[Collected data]
---*---
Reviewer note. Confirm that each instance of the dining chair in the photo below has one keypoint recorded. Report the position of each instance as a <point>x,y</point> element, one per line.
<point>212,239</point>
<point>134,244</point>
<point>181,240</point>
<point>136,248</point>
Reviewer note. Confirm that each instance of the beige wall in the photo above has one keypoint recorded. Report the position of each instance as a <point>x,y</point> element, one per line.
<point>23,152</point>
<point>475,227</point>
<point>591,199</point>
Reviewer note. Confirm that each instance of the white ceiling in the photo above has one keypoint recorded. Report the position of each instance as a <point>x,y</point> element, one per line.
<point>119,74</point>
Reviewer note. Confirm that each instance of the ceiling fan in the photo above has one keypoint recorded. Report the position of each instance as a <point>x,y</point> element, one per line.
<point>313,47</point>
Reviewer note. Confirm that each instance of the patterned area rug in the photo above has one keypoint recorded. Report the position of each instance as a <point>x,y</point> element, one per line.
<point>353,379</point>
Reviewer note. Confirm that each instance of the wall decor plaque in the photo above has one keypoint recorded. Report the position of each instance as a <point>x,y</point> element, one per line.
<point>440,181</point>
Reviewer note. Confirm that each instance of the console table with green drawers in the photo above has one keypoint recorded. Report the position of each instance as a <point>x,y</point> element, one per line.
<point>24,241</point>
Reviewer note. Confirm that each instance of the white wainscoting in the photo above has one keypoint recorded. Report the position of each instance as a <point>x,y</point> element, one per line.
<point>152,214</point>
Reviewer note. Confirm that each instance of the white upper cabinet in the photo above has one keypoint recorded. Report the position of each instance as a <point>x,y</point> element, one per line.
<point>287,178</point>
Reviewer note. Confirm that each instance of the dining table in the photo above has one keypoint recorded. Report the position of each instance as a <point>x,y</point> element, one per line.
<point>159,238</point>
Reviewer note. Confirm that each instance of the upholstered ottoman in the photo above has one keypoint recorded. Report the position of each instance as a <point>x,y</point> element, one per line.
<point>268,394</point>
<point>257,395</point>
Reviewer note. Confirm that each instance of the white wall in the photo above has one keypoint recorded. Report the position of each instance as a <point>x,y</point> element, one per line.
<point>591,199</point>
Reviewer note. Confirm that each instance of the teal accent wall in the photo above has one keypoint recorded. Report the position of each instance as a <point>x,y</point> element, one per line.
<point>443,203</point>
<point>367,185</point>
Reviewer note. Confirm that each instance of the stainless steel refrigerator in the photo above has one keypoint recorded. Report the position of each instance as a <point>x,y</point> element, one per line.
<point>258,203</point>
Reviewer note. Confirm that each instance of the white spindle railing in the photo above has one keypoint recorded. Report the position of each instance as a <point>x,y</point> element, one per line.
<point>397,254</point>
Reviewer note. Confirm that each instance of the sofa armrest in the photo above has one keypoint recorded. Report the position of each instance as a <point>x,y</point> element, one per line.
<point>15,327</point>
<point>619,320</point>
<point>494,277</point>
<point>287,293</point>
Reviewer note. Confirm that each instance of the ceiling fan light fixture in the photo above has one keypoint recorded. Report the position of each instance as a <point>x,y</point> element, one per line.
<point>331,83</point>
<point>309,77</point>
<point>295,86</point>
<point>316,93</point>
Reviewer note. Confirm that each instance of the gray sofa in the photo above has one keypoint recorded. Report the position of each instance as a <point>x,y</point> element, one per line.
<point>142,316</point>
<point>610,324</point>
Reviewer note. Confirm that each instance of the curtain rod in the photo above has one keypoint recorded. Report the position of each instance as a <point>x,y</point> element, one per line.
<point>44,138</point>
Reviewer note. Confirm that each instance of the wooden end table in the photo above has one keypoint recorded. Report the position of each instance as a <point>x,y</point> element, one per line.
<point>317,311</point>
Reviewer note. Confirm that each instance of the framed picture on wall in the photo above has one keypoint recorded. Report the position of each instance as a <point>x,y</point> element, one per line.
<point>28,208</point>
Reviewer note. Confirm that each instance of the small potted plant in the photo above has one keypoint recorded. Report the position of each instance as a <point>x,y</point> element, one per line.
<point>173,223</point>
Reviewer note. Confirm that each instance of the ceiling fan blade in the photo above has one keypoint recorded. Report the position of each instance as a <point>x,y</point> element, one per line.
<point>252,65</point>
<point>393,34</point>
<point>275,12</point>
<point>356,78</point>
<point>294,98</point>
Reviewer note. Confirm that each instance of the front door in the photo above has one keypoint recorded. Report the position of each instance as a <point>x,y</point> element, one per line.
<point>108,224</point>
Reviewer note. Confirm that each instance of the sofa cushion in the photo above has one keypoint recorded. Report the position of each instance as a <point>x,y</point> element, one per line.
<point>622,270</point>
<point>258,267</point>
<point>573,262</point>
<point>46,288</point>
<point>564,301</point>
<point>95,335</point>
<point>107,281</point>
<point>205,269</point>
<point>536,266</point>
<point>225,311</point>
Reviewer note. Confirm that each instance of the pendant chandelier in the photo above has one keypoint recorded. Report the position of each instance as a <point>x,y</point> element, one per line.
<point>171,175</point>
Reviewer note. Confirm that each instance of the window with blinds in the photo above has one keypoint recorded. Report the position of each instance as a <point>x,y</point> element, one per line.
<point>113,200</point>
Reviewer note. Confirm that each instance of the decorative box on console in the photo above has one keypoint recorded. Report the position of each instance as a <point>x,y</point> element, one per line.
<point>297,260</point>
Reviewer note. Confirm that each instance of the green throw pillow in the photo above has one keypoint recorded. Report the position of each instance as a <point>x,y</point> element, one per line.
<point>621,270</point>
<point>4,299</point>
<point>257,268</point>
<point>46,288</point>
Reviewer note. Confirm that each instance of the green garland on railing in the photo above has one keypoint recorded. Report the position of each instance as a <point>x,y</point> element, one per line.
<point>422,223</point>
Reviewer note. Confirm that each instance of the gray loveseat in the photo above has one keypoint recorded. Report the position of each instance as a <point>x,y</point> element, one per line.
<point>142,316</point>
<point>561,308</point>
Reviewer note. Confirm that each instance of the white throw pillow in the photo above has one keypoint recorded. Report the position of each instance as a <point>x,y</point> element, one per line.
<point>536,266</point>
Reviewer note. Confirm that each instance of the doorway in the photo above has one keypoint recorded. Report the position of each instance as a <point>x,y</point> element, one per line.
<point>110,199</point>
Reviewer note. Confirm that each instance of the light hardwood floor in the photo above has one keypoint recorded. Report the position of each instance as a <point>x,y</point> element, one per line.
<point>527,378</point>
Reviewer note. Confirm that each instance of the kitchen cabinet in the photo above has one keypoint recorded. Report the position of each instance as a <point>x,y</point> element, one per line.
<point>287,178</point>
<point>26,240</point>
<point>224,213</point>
---*---
* Directions for this task
Beginning at the line containing "Reviewer note. Confirm that each instance of the decorative", repeat each line exactly through the last line of the entries, and include no other lines.

* Answer to the task
Reviewer note. Confirm that each instance of the decorative box on console in the photo above has one keypoint recorded. Report the position of each instance as a <point>x,y</point> element, one per line.
<point>297,260</point>
Reviewer note. Confirm that each instance of the green throw pillow in the photo above has one keypoint recorded. Report the position of each instance as a <point>x,y</point> element, one per line.
<point>621,270</point>
<point>4,299</point>
<point>257,268</point>
<point>46,288</point>
Reviewer note. Confirm that each instance of the green garland on railing in the photo above has one keypoint recorded. Report the position of each instance as a <point>x,y</point> element, one per line.
<point>422,223</point>
Reviewer note. Confirm that each instance of the gray loveseat in the photo above has one keypoint recorded. Report the position of each instance as a <point>x,y</point> element, one per line.
<point>142,316</point>
<point>561,308</point>
Reviewer note. Confirm that each instance of the white throw pillow in the photo above has one keypoint recorded. Report the position of each instance as a <point>x,y</point> element, one per line.
<point>536,266</point>
Reviewer note. Confirm that each instance of the doorway in the photo above has one keypoint recorded. Report the position of each instance as a <point>x,y</point> element, one per line.
<point>110,199</point>
Reviewer note. Confirm that each instance of the light hardwood floor in the photo above has one keypoint recorded. Report the position of each instance as a <point>x,y</point> element, one per line.
<point>527,378</point>
Reviewer note. Confirm that each instance of the kitchen cabinet in the photo above has one keypoint recorded. Report the position of each instance as a <point>x,y</point> element, one per line.
<point>287,178</point>
<point>26,240</point>
<point>224,213</point>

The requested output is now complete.